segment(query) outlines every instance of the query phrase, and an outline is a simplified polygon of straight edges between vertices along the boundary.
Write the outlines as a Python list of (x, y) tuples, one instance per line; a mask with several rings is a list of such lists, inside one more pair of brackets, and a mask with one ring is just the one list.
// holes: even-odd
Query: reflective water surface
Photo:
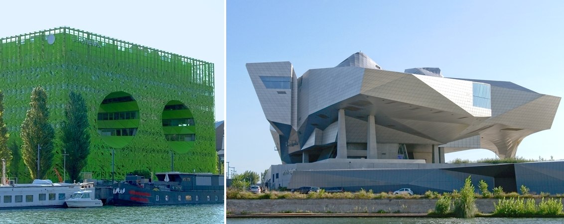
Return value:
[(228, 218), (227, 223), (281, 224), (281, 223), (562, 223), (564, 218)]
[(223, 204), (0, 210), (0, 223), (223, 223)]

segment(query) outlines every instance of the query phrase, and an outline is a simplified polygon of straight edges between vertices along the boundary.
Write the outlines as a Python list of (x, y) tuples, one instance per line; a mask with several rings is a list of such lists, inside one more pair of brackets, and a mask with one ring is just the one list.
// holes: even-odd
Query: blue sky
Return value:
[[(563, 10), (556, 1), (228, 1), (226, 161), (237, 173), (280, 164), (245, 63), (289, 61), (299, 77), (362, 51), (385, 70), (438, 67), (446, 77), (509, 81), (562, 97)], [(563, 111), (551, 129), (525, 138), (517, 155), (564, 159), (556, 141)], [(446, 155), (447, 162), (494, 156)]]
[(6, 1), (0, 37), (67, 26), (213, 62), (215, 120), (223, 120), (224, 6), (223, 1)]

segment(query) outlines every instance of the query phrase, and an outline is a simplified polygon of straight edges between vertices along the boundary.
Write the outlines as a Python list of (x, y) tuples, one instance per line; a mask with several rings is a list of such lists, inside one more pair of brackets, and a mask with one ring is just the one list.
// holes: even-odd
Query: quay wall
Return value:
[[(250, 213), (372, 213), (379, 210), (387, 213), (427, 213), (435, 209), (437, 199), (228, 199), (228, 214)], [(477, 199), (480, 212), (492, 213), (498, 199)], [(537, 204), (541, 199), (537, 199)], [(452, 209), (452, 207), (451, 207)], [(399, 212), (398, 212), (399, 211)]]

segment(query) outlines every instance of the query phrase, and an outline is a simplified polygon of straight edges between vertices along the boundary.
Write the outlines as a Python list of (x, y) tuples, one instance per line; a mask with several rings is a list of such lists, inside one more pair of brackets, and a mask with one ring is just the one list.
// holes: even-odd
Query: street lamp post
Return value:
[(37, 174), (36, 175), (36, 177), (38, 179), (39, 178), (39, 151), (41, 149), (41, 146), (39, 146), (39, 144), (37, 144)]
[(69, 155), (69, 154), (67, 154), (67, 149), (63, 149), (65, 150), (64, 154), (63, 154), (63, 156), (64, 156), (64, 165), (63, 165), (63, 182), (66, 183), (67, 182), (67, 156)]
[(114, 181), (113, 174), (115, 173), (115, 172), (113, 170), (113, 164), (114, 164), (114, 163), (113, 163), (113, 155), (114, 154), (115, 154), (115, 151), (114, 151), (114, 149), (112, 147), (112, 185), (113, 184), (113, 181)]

--- --- ---

Job
Give the records above as a two-column CSV with the header row input,output and one row per record. Put each record's text in input and its answer in output, quote every field, replace line breaks with spaces, and leave out the pictures.

Answer in full
input,output
"segment(query) outlines every instance of the query phrase, and an outline is a simplified polygon of straight edges between vertices along the boundary. Write the outlines as a Python list of (x, y) tuples, one instance per line; a mask with several rings is a list of such lists, inside one more pair of brackets, and a mask with one ring is just the one list. // holes: even-odd Query: reflective water surface Photo: Return value:","[(228, 218), (227, 223), (281, 224), (281, 223), (562, 223), (564, 218)] [(223, 204), (0, 210), (0, 223), (223, 223)]"
"segment(query) outlines every instance of the query phrase, and an outline is a simplified polygon of straight edges between vertices along the boundary. Write the outlines as a Python list of (x, y) tuples, one instance per line; a mask with several rings is a list of such lists, inside one more pair of brackets, and a mask with one ring is just the one list. // holes: even-odd Query: blue sky Return value:","[[(563, 10), (556, 1), (228, 1), (226, 161), (237, 173), (280, 164), (245, 63), (289, 61), (299, 77), (362, 51), (385, 70), (438, 67), (446, 77), (509, 81), (562, 97)], [(563, 111), (551, 129), (525, 138), (517, 155), (564, 159), (556, 141)], [(446, 155), (447, 162), (494, 156)]] [(6, 1), (0, 37), (67, 26), (213, 62), (215, 120), (223, 120), (224, 6), (223, 1)]"
"segment(query) outlines every instance of the query phrase, and an outline is a simplified polygon of straight edges between vertices along the boundary. Write the outlines as a Python list of (x, y) tuples, one instance per line; a mask with several rings is a list of such lists, inside one more pair of brackets, and a mask with one ring is just the one list. // holes: even-odd Query: quay wall Return value:","[[(250, 213), (372, 213), (379, 210), (387, 213), (427, 213), (435, 209), (437, 199), (228, 199), (228, 214)], [(477, 199), (480, 212), (492, 213), (498, 199)], [(537, 204), (541, 199), (537, 199)], [(452, 209), (452, 207), (451, 207)], [(399, 212), (398, 212), (399, 211)]]"
"segment(query) outlines every instance of the query phrase, and an outline is a simplified polygon of straight edges between vertices along the boundary. Write the outlines as a Python list of (x, y) tuples, one instance per line; a mask with several rings is a list of such lists, inside one more pair of brackets, and a mask with one ring is just the one list. // holes: even-odd Query: street lamp post Return value:","[(37, 174), (36, 175), (36, 177), (38, 179), (39, 178), (39, 151), (41, 149), (41, 146), (39, 146), (39, 144), (37, 144)] [(69, 155), (69, 154), (67, 154), (67, 149), (63, 149), (65, 150), (64, 154), (63, 154), (63, 156), (64, 156), (64, 165), (63, 165), (63, 182), (66, 183), (67, 182), (67, 156)] [(114, 181), (113, 174), (115, 173), (115, 172), (113, 170), (113, 164), (114, 164), (114, 163), (113, 163), (113, 155), (114, 154), (115, 154), (115, 151), (114, 151), (114, 149), (112, 147), (112, 185), (113, 184), (113, 181)]"